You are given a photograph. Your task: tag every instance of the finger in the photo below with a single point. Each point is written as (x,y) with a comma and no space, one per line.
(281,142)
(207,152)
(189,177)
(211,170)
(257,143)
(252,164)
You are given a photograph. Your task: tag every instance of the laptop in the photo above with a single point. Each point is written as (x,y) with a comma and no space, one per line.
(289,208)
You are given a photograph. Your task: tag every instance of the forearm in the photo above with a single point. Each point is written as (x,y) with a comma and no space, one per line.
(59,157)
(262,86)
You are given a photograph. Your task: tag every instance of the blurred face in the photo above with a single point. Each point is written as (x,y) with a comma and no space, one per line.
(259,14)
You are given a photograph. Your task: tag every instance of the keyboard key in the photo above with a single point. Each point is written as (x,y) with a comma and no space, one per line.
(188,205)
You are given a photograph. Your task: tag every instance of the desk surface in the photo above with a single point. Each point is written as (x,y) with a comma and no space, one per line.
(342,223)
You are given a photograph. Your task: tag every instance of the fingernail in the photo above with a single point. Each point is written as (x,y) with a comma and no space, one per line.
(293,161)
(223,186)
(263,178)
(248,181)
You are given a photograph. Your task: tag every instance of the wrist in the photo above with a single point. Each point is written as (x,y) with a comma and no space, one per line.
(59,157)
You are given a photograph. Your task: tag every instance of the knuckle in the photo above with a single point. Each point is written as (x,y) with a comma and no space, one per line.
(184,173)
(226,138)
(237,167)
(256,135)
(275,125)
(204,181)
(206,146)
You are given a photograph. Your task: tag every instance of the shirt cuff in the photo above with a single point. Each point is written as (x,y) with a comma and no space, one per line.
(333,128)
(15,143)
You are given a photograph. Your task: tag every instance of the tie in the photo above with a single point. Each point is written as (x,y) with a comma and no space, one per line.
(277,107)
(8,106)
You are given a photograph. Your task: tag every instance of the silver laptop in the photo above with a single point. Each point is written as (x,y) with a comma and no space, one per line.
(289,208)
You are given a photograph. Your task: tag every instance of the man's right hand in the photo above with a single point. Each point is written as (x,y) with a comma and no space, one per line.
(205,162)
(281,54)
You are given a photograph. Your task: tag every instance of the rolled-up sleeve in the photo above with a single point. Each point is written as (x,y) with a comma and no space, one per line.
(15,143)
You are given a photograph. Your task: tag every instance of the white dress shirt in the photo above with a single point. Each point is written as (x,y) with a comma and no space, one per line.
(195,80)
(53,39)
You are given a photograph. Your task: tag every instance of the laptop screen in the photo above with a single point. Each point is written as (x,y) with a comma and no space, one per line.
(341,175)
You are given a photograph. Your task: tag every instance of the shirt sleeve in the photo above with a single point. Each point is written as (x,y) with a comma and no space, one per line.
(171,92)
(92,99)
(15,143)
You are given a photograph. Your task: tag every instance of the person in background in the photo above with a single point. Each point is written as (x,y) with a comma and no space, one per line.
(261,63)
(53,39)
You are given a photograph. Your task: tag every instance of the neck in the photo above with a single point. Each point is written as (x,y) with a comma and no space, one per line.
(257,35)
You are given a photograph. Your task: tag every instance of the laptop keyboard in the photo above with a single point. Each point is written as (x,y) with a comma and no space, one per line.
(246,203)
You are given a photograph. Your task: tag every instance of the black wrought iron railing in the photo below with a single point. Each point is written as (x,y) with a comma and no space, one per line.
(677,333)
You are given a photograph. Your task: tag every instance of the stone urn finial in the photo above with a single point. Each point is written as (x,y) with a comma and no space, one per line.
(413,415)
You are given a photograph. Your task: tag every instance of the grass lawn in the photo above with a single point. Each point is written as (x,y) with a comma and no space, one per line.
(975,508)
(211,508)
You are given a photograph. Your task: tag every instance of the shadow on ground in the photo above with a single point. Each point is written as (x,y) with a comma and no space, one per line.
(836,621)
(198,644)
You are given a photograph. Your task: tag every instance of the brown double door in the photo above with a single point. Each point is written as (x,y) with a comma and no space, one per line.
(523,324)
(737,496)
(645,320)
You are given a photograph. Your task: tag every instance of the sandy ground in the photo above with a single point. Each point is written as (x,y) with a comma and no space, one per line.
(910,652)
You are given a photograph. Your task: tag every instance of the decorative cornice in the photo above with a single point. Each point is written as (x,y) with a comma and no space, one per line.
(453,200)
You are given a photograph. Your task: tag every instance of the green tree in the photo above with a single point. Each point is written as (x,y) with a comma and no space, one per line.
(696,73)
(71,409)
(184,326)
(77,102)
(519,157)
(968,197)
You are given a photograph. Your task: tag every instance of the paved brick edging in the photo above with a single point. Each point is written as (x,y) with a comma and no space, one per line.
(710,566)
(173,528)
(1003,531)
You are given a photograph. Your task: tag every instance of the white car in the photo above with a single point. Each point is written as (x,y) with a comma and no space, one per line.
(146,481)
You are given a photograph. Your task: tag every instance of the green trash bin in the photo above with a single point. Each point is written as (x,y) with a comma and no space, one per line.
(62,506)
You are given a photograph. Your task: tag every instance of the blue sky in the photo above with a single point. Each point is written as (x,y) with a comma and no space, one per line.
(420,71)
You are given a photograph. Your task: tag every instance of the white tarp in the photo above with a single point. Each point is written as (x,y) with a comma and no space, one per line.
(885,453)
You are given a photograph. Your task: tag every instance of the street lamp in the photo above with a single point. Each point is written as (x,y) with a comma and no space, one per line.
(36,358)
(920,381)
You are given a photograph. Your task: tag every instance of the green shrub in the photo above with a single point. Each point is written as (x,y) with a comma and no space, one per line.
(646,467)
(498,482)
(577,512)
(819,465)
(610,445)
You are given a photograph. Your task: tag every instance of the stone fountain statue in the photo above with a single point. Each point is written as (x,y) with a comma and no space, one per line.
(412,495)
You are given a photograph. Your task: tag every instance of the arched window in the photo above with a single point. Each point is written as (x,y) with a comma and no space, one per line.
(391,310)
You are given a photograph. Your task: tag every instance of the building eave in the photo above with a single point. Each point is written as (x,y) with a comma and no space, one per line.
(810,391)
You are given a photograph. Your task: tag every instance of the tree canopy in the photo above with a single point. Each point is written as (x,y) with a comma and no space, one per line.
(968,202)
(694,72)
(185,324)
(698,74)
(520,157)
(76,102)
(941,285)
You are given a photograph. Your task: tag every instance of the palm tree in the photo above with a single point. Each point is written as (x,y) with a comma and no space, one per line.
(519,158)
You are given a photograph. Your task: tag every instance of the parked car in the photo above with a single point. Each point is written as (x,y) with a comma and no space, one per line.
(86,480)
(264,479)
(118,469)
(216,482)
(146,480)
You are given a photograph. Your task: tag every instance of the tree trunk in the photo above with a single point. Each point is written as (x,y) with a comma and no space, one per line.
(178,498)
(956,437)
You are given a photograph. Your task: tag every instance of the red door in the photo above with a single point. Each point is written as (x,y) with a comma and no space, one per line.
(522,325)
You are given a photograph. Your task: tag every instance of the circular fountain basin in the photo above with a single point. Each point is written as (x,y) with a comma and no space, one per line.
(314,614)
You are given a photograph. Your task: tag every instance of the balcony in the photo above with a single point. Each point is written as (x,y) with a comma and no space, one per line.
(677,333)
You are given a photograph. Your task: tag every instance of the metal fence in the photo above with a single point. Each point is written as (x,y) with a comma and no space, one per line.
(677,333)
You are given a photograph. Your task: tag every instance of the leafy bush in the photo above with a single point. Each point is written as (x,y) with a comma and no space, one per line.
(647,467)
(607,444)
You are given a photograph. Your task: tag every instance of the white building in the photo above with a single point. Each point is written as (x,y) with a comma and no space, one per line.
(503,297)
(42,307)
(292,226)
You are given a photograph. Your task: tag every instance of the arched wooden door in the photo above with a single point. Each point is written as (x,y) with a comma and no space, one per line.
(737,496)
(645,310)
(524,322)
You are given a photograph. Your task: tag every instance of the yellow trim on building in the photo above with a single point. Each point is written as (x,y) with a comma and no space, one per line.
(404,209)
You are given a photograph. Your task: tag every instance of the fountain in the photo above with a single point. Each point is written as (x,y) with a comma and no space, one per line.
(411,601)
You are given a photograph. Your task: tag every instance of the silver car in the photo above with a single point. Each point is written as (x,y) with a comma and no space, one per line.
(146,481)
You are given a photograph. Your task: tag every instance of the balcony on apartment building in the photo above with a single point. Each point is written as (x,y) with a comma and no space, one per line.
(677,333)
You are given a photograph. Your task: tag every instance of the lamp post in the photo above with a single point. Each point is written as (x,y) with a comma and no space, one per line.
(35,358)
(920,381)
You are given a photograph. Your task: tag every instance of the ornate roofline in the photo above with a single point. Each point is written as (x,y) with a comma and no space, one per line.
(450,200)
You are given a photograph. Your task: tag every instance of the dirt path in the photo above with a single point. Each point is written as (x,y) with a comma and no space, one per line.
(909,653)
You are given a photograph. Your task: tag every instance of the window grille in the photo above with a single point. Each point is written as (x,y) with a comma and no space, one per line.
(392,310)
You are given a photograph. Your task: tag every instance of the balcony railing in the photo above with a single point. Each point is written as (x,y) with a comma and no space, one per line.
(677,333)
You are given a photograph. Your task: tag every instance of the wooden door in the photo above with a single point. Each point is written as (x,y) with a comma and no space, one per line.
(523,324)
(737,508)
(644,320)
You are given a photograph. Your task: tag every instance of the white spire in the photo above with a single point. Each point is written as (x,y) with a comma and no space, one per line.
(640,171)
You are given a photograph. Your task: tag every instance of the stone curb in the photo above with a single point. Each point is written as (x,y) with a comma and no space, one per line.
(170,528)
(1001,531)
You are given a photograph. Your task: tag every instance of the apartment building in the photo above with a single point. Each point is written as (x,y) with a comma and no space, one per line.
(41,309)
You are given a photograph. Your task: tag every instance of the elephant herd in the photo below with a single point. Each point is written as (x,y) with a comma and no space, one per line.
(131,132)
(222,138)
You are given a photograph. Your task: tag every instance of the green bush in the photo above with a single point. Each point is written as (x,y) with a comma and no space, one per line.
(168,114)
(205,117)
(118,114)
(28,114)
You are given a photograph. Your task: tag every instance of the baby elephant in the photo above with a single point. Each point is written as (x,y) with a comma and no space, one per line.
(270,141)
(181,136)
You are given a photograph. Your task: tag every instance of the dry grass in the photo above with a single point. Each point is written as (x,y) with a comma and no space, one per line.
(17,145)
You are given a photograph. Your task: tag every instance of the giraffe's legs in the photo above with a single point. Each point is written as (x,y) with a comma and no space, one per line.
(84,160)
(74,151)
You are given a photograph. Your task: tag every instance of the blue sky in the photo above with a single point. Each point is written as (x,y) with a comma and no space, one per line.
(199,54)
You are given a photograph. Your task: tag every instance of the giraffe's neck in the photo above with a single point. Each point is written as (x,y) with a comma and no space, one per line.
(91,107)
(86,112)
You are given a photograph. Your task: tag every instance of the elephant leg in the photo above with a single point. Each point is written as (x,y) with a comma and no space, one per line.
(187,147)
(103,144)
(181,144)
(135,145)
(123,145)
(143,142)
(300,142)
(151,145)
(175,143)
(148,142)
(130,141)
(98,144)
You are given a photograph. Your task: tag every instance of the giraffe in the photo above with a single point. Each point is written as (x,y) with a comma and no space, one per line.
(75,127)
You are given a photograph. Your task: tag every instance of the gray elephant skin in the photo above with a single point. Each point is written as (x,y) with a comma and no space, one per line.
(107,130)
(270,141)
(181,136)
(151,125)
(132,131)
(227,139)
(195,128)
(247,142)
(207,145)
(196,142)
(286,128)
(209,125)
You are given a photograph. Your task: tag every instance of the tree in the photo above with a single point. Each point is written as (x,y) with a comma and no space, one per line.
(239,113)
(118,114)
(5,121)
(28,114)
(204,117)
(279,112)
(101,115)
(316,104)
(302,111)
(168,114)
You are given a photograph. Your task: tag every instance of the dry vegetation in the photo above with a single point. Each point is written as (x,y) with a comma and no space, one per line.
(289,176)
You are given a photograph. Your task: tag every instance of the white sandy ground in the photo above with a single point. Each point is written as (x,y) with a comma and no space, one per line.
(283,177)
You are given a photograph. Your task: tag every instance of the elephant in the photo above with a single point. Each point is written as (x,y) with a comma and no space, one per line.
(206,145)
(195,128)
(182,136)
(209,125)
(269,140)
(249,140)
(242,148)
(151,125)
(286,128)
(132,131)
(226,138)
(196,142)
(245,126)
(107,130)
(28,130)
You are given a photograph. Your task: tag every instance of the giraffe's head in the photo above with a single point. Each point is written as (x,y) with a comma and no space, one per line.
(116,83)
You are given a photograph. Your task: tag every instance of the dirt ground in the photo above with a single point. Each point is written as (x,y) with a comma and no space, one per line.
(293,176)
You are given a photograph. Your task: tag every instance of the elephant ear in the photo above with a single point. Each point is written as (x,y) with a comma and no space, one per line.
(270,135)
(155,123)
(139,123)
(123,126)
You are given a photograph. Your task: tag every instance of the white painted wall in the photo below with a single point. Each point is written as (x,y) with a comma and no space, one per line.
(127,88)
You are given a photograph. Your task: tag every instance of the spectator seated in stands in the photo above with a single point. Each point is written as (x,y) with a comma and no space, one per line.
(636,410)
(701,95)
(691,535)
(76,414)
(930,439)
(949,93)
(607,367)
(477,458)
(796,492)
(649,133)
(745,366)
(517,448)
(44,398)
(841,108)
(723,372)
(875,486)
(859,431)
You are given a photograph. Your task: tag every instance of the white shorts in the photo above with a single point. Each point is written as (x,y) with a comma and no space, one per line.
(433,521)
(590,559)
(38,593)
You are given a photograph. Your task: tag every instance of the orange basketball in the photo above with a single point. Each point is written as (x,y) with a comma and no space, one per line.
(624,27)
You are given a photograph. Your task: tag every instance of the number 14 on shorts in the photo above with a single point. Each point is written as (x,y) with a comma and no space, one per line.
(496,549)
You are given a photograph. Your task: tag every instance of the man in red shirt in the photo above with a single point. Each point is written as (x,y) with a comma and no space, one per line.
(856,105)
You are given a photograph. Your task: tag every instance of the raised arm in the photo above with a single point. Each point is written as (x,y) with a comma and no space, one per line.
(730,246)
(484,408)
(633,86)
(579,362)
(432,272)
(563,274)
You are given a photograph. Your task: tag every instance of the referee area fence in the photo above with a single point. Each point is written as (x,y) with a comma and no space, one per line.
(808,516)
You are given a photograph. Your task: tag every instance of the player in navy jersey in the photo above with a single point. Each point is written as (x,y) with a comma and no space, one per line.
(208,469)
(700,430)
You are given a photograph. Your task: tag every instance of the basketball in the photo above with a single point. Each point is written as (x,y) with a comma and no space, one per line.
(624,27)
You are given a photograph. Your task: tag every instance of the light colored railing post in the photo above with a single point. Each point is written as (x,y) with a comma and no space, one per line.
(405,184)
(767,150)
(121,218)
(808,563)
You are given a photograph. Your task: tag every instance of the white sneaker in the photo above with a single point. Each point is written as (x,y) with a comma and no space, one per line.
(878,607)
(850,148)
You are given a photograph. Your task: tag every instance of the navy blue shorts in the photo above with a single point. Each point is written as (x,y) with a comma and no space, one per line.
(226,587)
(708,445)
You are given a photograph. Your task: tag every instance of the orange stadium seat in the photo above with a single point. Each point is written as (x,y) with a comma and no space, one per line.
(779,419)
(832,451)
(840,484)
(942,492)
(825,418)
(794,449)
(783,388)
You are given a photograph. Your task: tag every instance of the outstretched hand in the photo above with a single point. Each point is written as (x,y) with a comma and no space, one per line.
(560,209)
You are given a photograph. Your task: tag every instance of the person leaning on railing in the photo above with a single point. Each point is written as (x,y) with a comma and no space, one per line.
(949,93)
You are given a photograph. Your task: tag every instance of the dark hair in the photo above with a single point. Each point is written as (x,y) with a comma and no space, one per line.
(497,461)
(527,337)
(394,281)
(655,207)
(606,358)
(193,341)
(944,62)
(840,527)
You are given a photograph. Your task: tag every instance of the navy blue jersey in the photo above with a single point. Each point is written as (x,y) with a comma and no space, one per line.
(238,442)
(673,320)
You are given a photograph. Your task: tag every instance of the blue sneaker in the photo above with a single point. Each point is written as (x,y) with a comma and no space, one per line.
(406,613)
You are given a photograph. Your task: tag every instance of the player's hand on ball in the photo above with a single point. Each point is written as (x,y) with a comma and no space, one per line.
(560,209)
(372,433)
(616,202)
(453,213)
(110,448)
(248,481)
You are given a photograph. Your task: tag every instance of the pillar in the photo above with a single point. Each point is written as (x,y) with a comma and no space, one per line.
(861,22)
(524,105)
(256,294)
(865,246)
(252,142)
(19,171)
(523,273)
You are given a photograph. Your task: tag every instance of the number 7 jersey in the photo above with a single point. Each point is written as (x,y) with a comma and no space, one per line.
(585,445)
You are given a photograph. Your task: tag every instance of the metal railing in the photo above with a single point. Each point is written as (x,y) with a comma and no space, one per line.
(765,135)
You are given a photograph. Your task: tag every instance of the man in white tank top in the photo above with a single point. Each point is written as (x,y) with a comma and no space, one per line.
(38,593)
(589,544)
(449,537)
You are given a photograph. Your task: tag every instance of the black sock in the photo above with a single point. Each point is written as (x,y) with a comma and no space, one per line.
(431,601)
##############################
◆ Exercise details ◆
Write out exactly the final stretch of the records: the line containing "the number 7" and every line after it, through the last, and nothing else.

◆ Full solution ◆
You are given a photograph. Your task: tag every instance of the number 7 jersey in the photo above with a single point. Each point is written as (x,y) with a comma and no space, one per line.
(585,445)
You are given a photograph. Your task: tag every instance of the metal railing in the photo above with a single point. Each point is written as (x,y) with a comma and no space, one per line.
(765,135)
You are given a photograph. Your task: tag every instance of the man in white tank top in the photo above with a single point. Each point is written as (x,y) with a comma and no space, one per line.
(38,593)
(589,544)
(449,537)
You are given a photograph. Your task: tag every instance of the black sock in the photo above with a single point. Each point is written as (x,y) with a comma and no space, one per line.
(431,601)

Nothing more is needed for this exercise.